Your response should give back each record exactly, word for word.

[Point localization data]
══════════════════════════════
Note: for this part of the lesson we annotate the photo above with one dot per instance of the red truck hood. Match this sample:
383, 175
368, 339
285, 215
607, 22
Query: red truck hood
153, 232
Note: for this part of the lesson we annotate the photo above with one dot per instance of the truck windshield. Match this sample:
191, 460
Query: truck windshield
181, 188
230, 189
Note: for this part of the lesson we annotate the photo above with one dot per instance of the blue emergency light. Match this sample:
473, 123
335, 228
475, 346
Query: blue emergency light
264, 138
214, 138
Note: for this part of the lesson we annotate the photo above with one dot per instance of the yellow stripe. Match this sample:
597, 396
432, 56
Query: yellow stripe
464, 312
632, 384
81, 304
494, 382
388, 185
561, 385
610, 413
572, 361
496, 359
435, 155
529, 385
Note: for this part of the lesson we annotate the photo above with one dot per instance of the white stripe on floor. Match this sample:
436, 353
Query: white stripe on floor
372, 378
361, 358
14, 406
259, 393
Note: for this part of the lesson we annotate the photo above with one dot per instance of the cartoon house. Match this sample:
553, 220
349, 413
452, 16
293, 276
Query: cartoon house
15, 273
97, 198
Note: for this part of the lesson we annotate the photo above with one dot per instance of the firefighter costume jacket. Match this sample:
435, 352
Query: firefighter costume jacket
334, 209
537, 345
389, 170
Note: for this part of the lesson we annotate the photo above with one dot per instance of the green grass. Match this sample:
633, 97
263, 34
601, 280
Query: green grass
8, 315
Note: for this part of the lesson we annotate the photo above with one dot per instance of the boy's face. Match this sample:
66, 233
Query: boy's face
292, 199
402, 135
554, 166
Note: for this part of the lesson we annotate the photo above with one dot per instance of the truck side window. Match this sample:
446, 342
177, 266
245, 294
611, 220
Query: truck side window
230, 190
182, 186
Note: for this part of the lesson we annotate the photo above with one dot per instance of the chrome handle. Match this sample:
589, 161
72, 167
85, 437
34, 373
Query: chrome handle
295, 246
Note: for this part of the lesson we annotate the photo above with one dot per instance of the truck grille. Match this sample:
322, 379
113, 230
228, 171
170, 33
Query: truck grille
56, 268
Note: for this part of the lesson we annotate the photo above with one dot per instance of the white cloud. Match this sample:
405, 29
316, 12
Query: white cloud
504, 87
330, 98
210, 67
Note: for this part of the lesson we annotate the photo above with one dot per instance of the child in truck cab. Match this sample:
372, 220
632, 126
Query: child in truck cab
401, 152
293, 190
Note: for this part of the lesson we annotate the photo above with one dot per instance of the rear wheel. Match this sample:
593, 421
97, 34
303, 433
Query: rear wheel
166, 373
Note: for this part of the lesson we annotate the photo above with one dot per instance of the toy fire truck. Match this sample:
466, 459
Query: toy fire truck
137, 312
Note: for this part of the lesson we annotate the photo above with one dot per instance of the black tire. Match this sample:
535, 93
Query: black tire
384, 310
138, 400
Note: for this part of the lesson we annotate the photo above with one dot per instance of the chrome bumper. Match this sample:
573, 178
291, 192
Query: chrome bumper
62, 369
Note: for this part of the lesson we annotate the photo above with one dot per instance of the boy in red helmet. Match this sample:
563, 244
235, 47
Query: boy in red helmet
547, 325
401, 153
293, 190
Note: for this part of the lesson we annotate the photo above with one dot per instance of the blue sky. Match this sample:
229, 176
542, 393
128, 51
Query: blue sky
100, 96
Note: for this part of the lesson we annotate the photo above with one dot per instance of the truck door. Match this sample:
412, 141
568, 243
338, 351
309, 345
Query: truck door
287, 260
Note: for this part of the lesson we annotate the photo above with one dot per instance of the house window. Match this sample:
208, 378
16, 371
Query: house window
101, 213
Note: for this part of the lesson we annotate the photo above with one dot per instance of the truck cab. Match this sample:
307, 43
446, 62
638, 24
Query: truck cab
══════════════════════════════
## Response to the task
Note: for this part of the lesson we annotate the photo above with one dot per instance of the red truck hood. Match this sample:
383, 175
368, 339
285, 215
607, 22
Query: red truck hood
153, 232
Note: for this part of the lesson we annotate the photo above with one dot per instance of the truck windshield. Match this sample:
191, 460
Query: truck windshield
181, 188
230, 189
Note: for this part of the lesson we annotate the photo above with one dot per instance of the blue emergency light. Match this sample:
473, 123
335, 228
475, 346
Query: blue emergency light
264, 138
214, 138
Note: for this part of the lesson we annotate the photo above with one dot per instance of the yellow stripe. Match this sample:
597, 396
432, 56
Query: yellow stripe
464, 312
632, 384
81, 304
494, 382
388, 185
561, 385
610, 413
572, 361
496, 359
435, 155
529, 385
Note: for this part of the lesson we annotate the photo above with one dot per instance of the white stripe on floor. Match this sample:
436, 353
Query: white stripe on floor
372, 378
361, 358
14, 406
259, 393
Note: for this part of the lesson we annotate the photo above with one dot per instance of the cartoon house. Match this sample:
553, 220
349, 413
452, 16
293, 276
Query: cartoon house
15, 273
97, 198
Note: for this part of the lesson we annotate the photo above with one dot per instance of the firefighter costume jacket. Match this sample:
435, 352
Query: firefighter costume jacket
334, 209
537, 345
389, 170
Note: for this part of the lesson we annotate the photo above with one dot per instance of the green grass. Match this sample:
633, 97
263, 34
601, 280
Query: green grass
8, 315
Note: for this part of the lesson we annotate the photo above with one dot per instance of the boy's face. Match this sample:
66, 233
Query: boy's face
292, 199
402, 135
554, 166
Note: for this part of the lesson we annotate the photo above with one dot per instance of the truck side window. Match this sample:
446, 342
177, 266
245, 294
611, 220
Query: truck side window
230, 190
182, 186
Note: for this part of the lesson we annotate the photo above with one dot per instance of the chrome handle. Match this sample:
589, 161
72, 167
85, 437
34, 373
Query: chrome handle
295, 246
Note: for this part of the lesson we annotate the photo above with one dot per instance of the truck grille. Match this sample:
322, 379
113, 230
228, 171
170, 33
Query: truck grille
56, 268
Note: for this part of the lesson we annotate the photo above with one dot per instance of the white cloud. Match this sample:
405, 29
316, 12
Query: white cloud
504, 87
330, 98
210, 67
Note: for this part of the lesson we annotate the photo above with one dot per instance of the child in truck cab. Match this sample:
372, 220
632, 126
Query: child in truck cab
401, 152
293, 190
Note: for this part of the lesson we annotate the photo above with one dot per instance of the rear wheel. Match this sample:
593, 421
97, 34
303, 433
Query: rear wheel
166, 373
Note: for this part of the lesson we annotate the photo above with one dot per instance of the toy fire truck. Match this sample:
466, 459
Query: toy fire truck
137, 312
Note: for this part of the lesson we annotate the photo above with one dot per instance of the black tire. Match this sample:
535, 93
Query: black tire
384, 310
138, 400
Note: for this part of the lesson we annotate the photo above with one dot per instance of the chrome bumper. Match this sample:
573, 178
291, 192
Query: chrome bumper
62, 369
Note: for this part of the lesson we annotate the photo above with one dot per instance of the boy in red helmet. Match this sample:
563, 244
235, 47
Query: boy in red helmet
547, 325
401, 153
293, 190
Note: for this part of the lesson we annotate the photo above with one dot per instance of the blue sky. Match this sample:
229, 176
542, 393
128, 51
Query: blue sky
100, 96
Note: for this part of the lesson we annotate the photo above with one dot per instance of the truck door. Match this sample:
412, 141
568, 243
338, 351
309, 345
Query: truck door
287, 260
Note: for this part of the lesson we annotate the photo above with one dot per instance of the house window. Match this sample:
208, 378
16, 371
Query: house window
101, 213
Note: for this part of the lesson we annotate the photo above with one dot per instance of the truck cab. Match this sample:
307, 43
446, 62
638, 24
Query: truck cab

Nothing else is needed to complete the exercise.